* [Instructions to follow]: Set the records down again, exactly, without their images.
Start of Source records
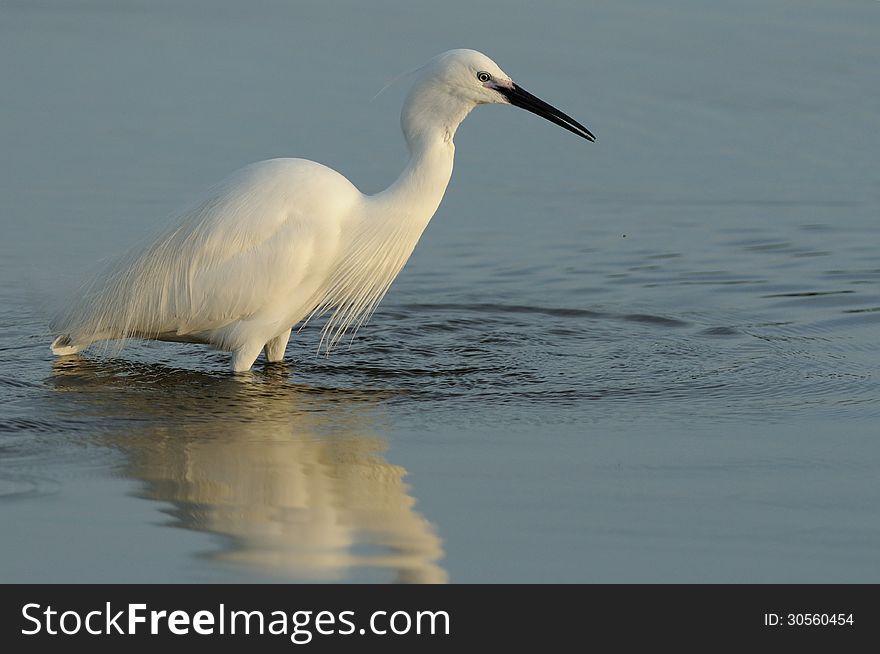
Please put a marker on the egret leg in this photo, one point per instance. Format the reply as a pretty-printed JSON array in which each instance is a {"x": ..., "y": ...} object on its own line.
[
  {"x": 275, "y": 348},
  {"x": 243, "y": 358}
]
End of Source records
* [Worked solution]:
Please put a marker on the egret leg in this photo, one point per instance. Format the reply as a pretty-printed JSON array in which each instance is a {"x": ..., "y": ...} object on its own line.
[
  {"x": 275, "y": 348},
  {"x": 243, "y": 358}
]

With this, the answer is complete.